● Set exercise
Transcribe the listing below line for line, without any alteration. Omit the pictures from your transcription.

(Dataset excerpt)
++++++++

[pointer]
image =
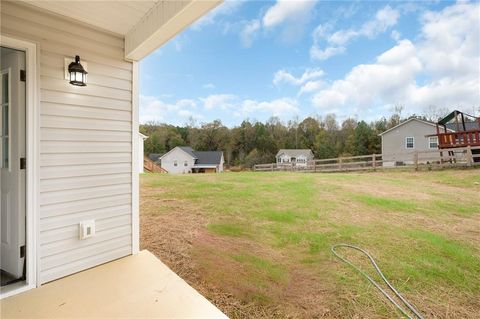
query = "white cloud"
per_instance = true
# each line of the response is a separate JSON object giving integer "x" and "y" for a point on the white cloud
{"x": 282, "y": 108}
{"x": 234, "y": 105}
{"x": 248, "y": 32}
{"x": 228, "y": 7}
{"x": 156, "y": 110}
{"x": 395, "y": 35}
{"x": 287, "y": 11}
{"x": 218, "y": 101}
{"x": 446, "y": 53}
{"x": 318, "y": 54}
{"x": 311, "y": 86}
{"x": 282, "y": 76}
{"x": 336, "y": 42}
{"x": 209, "y": 86}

++++++++

● Exercise solution
[pointer]
image =
query = "white cloud"
per_instance = true
# each line of the response is a separate JSON object giving integer "x" and "y" for a point on the white cloud
{"x": 282, "y": 108}
{"x": 234, "y": 105}
{"x": 248, "y": 32}
{"x": 228, "y": 7}
{"x": 156, "y": 110}
{"x": 395, "y": 35}
{"x": 287, "y": 11}
{"x": 218, "y": 101}
{"x": 446, "y": 53}
{"x": 318, "y": 54}
{"x": 311, "y": 86}
{"x": 282, "y": 76}
{"x": 336, "y": 42}
{"x": 209, "y": 86}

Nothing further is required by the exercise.